CHALLENGE: Starting at the line containing "the red pickup" and ending at the last row, write those lines out again, requests included. Add 124 to every number in the pin coordinates.

** start DATA LISTING **

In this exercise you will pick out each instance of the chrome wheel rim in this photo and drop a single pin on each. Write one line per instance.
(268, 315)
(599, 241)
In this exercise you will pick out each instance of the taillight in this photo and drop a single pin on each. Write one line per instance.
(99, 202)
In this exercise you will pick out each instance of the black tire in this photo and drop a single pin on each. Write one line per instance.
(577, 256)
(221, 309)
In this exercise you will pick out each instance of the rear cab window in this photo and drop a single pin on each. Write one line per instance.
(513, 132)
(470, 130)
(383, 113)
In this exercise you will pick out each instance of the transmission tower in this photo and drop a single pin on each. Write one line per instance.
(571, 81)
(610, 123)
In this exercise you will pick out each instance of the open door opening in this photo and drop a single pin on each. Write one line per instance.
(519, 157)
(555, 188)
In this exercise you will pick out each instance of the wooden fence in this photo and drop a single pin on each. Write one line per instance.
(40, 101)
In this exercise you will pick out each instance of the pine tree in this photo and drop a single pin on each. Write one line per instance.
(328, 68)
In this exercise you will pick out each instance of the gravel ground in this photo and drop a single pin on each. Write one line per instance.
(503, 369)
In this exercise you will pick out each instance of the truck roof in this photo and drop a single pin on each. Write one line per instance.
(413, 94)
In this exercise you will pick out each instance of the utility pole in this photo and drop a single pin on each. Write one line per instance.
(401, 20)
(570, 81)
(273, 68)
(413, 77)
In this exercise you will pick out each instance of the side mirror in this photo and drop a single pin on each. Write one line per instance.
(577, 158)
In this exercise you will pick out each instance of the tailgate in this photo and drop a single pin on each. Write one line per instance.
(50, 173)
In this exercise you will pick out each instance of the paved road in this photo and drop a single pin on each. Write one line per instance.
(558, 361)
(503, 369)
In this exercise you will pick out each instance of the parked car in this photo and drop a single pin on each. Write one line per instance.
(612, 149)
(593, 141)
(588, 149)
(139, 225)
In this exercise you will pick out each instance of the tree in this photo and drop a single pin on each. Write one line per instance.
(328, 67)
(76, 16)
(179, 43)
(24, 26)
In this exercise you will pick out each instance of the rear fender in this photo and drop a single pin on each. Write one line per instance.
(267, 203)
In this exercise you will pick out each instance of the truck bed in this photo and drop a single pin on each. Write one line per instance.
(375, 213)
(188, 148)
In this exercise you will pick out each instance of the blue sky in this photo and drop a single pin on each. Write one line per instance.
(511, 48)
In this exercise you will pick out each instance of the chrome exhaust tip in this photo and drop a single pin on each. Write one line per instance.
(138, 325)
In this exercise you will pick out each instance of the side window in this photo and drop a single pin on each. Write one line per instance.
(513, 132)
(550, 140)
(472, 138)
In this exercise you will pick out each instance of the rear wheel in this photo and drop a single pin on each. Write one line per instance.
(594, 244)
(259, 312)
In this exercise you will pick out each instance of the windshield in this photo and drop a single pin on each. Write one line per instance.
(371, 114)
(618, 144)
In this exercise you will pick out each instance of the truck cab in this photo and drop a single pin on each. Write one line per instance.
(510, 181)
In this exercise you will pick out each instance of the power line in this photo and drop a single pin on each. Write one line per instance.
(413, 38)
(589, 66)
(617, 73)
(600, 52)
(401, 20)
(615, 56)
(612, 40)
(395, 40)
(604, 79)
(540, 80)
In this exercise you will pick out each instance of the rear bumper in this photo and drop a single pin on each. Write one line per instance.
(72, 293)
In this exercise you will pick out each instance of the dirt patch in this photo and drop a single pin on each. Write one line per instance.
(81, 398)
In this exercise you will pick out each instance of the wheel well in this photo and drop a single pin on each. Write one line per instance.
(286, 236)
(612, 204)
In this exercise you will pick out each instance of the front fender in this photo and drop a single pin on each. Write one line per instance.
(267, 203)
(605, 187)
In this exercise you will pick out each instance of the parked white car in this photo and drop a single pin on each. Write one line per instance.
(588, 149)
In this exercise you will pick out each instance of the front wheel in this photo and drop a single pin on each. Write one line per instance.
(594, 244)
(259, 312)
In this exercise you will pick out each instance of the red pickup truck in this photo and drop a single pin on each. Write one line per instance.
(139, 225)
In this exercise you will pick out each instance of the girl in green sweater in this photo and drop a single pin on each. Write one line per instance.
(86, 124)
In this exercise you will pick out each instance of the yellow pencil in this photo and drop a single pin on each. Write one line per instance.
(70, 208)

** end DATA LISTING **

EXERCISE RESULT:
In this exercise you will pick out each instance of the red pickup truck in this photo and drop a single pin on each. Write one line per instance.
(263, 349)
In this exercise you will pick out each instance of the girl in green sweater in this photo and drop a single pin on each. Write one line per instance.
(210, 248)
In this exercise you will pick out each instance of the yellow pencil in this photo and drop a single pin on each. Write one line per instance.
(194, 332)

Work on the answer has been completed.